Problem statement:
Answer these questions using the passage on evolutionary taxonomy below, one answer per line.
1. What does a branching bifurcating tree represent in the passage?
2. In the 2009 quotation from Stuessy & König, paraphyly is called a type of what?
3. What two names does the 2008 quotation give to the proposed branching diagram?

Reading passage:
——

Welcome to evolutionary taxonomy – a field where genealogies are classifications and classifications are genealogies. In the evolutionary taxonomic cosmos cladograms are best guess estimates for phylogenies and nodes ancestors. A branching bifurcating tree represents cladogenesis and anagenesis is totally ignored. Here monophyly is paraphyly and parapyhyly is monophyly:
    "For us, paraphyly is a type of monophyly (groups with a single common ancestor […]), and this is acceptable in classification depending upon the degree of divergence of the derivative group from its progenitor" (Stuessy & König, 2009:347).
And:
    "Cladistics has provided us with significant quantitative avenues to reconstructing branching patterns of phylogeny, but quantitative evolutionary approaches offer classification with the highest information content and predictive value for society. Self-limiting only to branching patterns, however easy it may be, is not the solution for evolutionarily based biological classification" (Stuessy & König, 2009:348).
There is not much to say about patrocladistics other than mass delusion on part of evolutionary taxonomists. They don't seem to understand that evolution and classification are separate entities and that only the latter is the key to the former. To them cladistics rejects evolution entirely and taxonomy should use all available evolutionary evidence. Thus, the creation of a super-duper form of cladistics:
    "We propose here a method of incorporating patristic distances, or evolutionary divergence within lineages, into an explicit method of producing a branching diagram (called a patrocladistic tree or patrocladogram) […]morphological divergence). This should eliminate, or at least significantly reduce, the controversy over how to deal with paraphyletic groups. Discussion will rather shift to the characters and states involved with patristic distance and their relative weighting against synapomorphic character states. Such discussions on which" (Stuessy & König, 2008:595).

——

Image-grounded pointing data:
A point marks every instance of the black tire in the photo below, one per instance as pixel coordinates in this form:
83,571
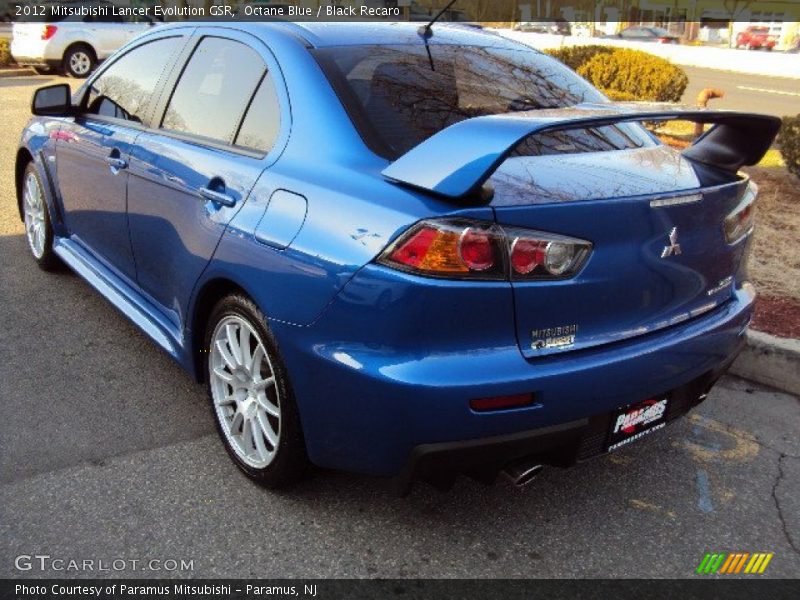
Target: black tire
47,261
290,462
79,61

——

Completed task:
1. Cladogenesis
2. Monophyly
3. A patrocladistic tree or patrocladogram